START

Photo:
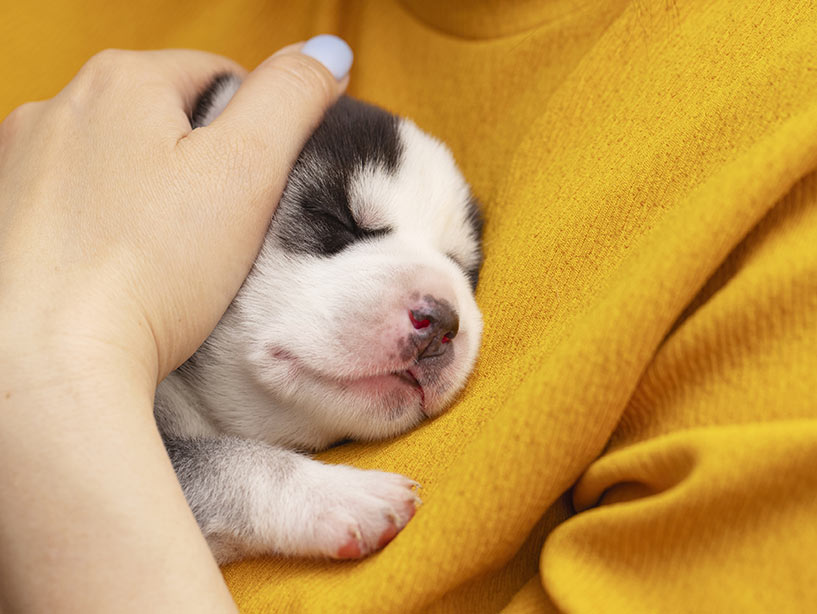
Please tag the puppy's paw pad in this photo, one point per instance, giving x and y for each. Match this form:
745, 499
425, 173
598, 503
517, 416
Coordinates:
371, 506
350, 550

END
START

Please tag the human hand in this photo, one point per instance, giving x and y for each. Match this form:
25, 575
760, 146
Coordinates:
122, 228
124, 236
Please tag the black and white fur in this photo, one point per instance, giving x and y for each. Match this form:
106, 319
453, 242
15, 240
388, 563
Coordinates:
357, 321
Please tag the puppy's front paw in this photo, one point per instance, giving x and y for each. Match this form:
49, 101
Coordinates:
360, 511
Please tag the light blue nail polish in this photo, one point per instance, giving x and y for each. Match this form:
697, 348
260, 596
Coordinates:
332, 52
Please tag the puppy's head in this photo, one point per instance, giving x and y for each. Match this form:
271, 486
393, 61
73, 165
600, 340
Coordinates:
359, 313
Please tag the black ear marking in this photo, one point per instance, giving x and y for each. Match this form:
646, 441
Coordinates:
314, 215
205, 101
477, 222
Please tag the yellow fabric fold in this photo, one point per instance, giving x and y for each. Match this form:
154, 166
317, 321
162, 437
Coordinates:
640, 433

END
START

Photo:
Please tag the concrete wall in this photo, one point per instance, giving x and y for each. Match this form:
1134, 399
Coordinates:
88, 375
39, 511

END

REQUIRED TASK: Pick out each line of the material above that contains the word "puppy", and copy those lines in full.

SOLUTION TO THE EXERCISE:
Please tag the puppy's paw pad in this photo, one point per instance, giving x and y for each. Match this form:
Please tag the puppy's front paw in this photo, one point per instance, giving x and y for each. Match this form:
Please tag the puppy's head in this photo, one point per instance, giving x and y for each. Match this form:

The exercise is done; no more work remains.